What you will do =
Write out each line exactly as it stands, please.

Data supplied =
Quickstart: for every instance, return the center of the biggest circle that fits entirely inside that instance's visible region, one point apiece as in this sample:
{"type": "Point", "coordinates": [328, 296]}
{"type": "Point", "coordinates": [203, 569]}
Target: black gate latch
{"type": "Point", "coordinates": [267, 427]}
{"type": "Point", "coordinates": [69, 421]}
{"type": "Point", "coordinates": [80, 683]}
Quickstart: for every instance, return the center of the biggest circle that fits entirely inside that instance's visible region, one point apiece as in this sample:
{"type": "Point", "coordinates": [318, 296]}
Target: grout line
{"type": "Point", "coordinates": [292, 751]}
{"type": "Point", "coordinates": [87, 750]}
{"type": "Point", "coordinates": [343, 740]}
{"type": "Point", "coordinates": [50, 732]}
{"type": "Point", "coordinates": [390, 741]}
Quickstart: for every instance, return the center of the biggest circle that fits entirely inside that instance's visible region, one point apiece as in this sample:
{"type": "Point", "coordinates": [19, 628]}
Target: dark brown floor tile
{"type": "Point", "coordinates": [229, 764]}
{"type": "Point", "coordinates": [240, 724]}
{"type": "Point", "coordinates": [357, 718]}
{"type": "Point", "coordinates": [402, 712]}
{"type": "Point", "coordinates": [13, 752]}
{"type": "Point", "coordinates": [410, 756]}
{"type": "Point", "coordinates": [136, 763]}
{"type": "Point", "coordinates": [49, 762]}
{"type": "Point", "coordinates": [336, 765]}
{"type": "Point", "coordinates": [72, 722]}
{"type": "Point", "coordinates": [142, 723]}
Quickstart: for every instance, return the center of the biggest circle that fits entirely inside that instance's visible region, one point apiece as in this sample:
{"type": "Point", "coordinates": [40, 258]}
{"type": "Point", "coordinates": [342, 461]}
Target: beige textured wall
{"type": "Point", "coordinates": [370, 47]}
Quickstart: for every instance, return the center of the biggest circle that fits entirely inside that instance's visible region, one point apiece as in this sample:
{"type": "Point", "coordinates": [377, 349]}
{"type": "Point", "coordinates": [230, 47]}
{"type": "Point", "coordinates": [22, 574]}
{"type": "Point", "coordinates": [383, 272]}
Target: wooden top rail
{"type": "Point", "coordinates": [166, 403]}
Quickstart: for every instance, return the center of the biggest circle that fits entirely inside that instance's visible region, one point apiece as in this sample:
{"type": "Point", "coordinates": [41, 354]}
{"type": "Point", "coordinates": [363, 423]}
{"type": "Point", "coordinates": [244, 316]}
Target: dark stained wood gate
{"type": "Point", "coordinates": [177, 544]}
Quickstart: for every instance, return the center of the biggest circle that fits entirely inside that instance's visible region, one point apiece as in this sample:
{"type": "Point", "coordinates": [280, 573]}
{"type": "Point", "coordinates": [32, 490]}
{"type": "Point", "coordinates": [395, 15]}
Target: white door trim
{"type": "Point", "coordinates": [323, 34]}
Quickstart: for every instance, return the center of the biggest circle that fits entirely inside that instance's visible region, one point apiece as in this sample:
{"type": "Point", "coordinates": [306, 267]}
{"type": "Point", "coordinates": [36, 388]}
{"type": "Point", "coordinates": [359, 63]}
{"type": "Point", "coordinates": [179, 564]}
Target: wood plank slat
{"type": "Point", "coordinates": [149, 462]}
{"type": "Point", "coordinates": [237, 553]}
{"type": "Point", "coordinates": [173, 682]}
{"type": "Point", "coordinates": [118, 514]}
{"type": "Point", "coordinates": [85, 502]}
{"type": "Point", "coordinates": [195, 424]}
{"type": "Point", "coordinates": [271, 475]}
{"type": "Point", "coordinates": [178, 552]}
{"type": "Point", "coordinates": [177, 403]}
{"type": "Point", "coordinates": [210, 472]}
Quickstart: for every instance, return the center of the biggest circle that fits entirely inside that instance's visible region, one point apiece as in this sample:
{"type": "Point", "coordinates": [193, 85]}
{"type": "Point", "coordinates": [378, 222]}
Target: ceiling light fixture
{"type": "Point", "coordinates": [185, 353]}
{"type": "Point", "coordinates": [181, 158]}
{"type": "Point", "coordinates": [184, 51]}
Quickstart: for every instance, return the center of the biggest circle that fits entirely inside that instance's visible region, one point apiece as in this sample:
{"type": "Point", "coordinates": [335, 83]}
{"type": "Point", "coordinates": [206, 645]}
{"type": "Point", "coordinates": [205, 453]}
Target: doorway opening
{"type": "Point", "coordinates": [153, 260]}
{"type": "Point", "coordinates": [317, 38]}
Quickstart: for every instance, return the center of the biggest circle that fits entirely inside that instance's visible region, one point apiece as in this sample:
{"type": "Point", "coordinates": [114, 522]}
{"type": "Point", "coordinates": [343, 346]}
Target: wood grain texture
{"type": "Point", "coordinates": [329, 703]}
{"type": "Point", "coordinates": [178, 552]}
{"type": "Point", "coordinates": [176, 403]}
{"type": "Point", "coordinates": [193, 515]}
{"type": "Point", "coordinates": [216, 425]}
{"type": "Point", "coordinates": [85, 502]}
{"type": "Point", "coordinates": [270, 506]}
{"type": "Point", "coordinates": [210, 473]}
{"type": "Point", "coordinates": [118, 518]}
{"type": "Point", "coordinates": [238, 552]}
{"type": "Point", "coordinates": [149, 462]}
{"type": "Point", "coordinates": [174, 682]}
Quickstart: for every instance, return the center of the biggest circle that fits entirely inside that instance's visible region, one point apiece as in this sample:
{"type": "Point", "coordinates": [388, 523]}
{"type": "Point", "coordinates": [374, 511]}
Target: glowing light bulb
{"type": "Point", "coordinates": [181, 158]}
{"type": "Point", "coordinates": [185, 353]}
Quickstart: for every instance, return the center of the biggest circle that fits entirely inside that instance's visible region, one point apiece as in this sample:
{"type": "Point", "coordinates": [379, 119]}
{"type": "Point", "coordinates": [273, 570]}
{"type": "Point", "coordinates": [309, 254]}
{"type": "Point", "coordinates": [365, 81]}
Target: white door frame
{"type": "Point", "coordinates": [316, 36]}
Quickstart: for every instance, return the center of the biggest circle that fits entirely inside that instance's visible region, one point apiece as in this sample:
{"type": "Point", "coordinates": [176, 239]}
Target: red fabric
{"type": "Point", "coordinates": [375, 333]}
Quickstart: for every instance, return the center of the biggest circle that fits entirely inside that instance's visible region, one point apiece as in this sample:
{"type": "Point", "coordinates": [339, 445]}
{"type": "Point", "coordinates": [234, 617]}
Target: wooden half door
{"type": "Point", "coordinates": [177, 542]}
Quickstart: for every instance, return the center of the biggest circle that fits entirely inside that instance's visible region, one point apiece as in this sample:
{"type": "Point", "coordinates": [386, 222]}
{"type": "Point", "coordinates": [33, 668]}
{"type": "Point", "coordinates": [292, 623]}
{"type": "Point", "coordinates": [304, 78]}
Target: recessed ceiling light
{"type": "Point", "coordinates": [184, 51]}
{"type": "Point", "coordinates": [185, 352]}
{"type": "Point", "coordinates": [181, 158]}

Exercise answer =
Quickstart: for every instance, return the center of the biggest circle that fits entirely inside that instance's visible region, one point apiece as in this sample:
{"type": "Point", "coordinates": [328, 296]}
{"type": "Point", "coordinates": [203, 569]}
Target: black gate latch
{"type": "Point", "coordinates": [267, 427]}
{"type": "Point", "coordinates": [69, 421]}
{"type": "Point", "coordinates": [80, 683]}
Quickstart: for every instance, return the center of the biggest circle that fits entirely inside that instance's visible region, one point apiece as in this sample:
{"type": "Point", "coordinates": [318, 296]}
Target: grout line
{"type": "Point", "coordinates": [292, 751]}
{"type": "Point", "coordinates": [87, 750]}
{"type": "Point", "coordinates": [343, 740]}
{"type": "Point", "coordinates": [50, 732]}
{"type": "Point", "coordinates": [390, 741]}
Quickstart: for every instance, return the center of the biggest circle that fits entirely inside that instance's visible region, one point apiece as in this sample:
{"type": "Point", "coordinates": [19, 628]}
Target: dark brown floor tile
{"type": "Point", "coordinates": [229, 764]}
{"type": "Point", "coordinates": [240, 724]}
{"type": "Point", "coordinates": [357, 718]}
{"type": "Point", "coordinates": [402, 712]}
{"type": "Point", "coordinates": [13, 752]}
{"type": "Point", "coordinates": [410, 756]}
{"type": "Point", "coordinates": [136, 763]}
{"type": "Point", "coordinates": [49, 762]}
{"type": "Point", "coordinates": [336, 765]}
{"type": "Point", "coordinates": [72, 722]}
{"type": "Point", "coordinates": [142, 723]}
Quickstart: for every instance, return the center of the biggest circle that fits entirely inside that instance's visible region, one point apiece as in this sample:
{"type": "Point", "coordinates": [40, 258]}
{"type": "Point", "coordinates": [342, 461]}
Target: beige textured wall
{"type": "Point", "coordinates": [370, 47]}
Quickstart: for every instance, return the center of the biggest circle that fits entirely inside that instance's visible region, one point apiece as in this sample:
{"type": "Point", "coordinates": [377, 349]}
{"type": "Point", "coordinates": [230, 47]}
{"type": "Point", "coordinates": [22, 574]}
{"type": "Point", "coordinates": [383, 272]}
Target: wooden top rail
{"type": "Point", "coordinates": [166, 403]}
Quickstart: for every instance, return the center of the biggest circle that fits entirely inside that instance's visible region, one point apiece as in this sample:
{"type": "Point", "coordinates": [41, 354]}
{"type": "Point", "coordinates": [363, 423]}
{"type": "Point", "coordinates": [244, 316]}
Target: dark stained wood gate
{"type": "Point", "coordinates": [177, 544]}
Quickstart: for every instance, return the center of the biggest circle that fits entirely inside that instance's visible region, one point apiece as in this sample:
{"type": "Point", "coordinates": [280, 573]}
{"type": "Point", "coordinates": [32, 490]}
{"type": "Point", "coordinates": [395, 15]}
Target: white door trim
{"type": "Point", "coordinates": [323, 34]}
Quickstart: for every instance, return the center of the biggest circle that fits entirely inside that instance's visible region, one point apiece as in this sample:
{"type": "Point", "coordinates": [306, 267]}
{"type": "Point", "coordinates": [36, 388]}
{"type": "Point", "coordinates": [359, 63]}
{"type": "Point", "coordinates": [179, 564]}
Target: wood plank slat
{"type": "Point", "coordinates": [149, 462]}
{"type": "Point", "coordinates": [237, 553]}
{"type": "Point", "coordinates": [173, 682]}
{"type": "Point", "coordinates": [118, 514]}
{"type": "Point", "coordinates": [85, 502]}
{"type": "Point", "coordinates": [195, 424]}
{"type": "Point", "coordinates": [271, 475]}
{"type": "Point", "coordinates": [178, 552]}
{"type": "Point", "coordinates": [177, 403]}
{"type": "Point", "coordinates": [210, 472]}
Quickstart: for every instance, return the center of the biggest circle that fits entirely inside that instance's visible region, one point apiece as in this sample:
{"type": "Point", "coordinates": [193, 85]}
{"type": "Point", "coordinates": [378, 222]}
Target: ceiling light fixture
{"type": "Point", "coordinates": [185, 353]}
{"type": "Point", "coordinates": [181, 158]}
{"type": "Point", "coordinates": [184, 51]}
Quickstart: for every instance, return the center of the biggest circle that fits entirely inside that instance's visible region, one point apiece as in this sample:
{"type": "Point", "coordinates": [335, 83]}
{"type": "Point", "coordinates": [206, 645]}
{"type": "Point", "coordinates": [205, 453]}
Target: doorway opening
{"type": "Point", "coordinates": [153, 260]}
{"type": "Point", "coordinates": [317, 38]}
Quickstart: for every instance, return the center of the biggest circle that fits entirely inside that instance's visible region, one point apiece as in this sample:
{"type": "Point", "coordinates": [114, 522]}
{"type": "Point", "coordinates": [343, 346]}
Target: wood grain texture
{"type": "Point", "coordinates": [329, 703]}
{"type": "Point", "coordinates": [178, 552]}
{"type": "Point", "coordinates": [176, 403]}
{"type": "Point", "coordinates": [193, 515]}
{"type": "Point", "coordinates": [216, 425]}
{"type": "Point", "coordinates": [85, 502]}
{"type": "Point", "coordinates": [270, 506]}
{"type": "Point", "coordinates": [210, 473]}
{"type": "Point", "coordinates": [118, 518]}
{"type": "Point", "coordinates": [238, 552]}
{"type": "Point", "coordinates": [149, 462]}
{"type": "Point", "coordinates": [174, 682]}
Quickstart: for every instance, return the center of the biggest circle that fits entirely inside that instance's visible region, one point apiece as in this sample:
{"type": "Point", "coordinates": [388, 523]}
{"type": "Point", "coordinates": [374, 511]}
Target: glowing light bulb
{"type": "Point", "coordinates": [181, 158]}
{"type": "Point", "coordinates": [185, 353]}
Quickstart: for every instance, return the center of the biggest circle that fits entirely inside that instance's visible region, one point apiece as in this sample:
{"type": "Point", "coordinates": [379, 119]}
{"type": "Point", "coordinates": [273, 570]}
{"type": "Point", "coordinates": [309, 254]}
{"type": "Point", "coordinates": [365, 81]}
Target: white door frame
{"type": "Point", "coordinates": [316, 36]}
Quickstart: for every instance, return the center of the biggest circle that fits entirely inside that instance's visible region, one point apiece as in this sample:
{"type": "Point", "coordinates": [176, 239]}
Target: red fabric
{"type": "Point", "coordinates": [375, 333]}
Quickstart: for every instance, return the center of the biggest circle that fits entirely inside that instance's visible region, one point apiece as in this sample:
{"type": "Point", "coordinates": [339, 445]}
{"type": "Point", "coordinates": [234, 617]}
Target: wooden half door
{"type": "Point", "coordinates": [177, 542]}
Quickstart: for every instance, return the center of the biggest circle that fits entirely inside that instance's visible region, one point apiece as in this sample:
{"type": "Point", "coordinates": [386, 222]}
{"type": "Point", "coordinates": [33, 668]}
{"type": "Point", "coordinates": [292, 623]}
{"type": "Point", "coordinates": [304, 78]}
Target: recessed ceiling light
{"type": "Point", "coordinates": [184, 51]}
{"type": "Point", "coordinates": [185, 352]}
{"type": "Point", "coordinates": [181, 158]}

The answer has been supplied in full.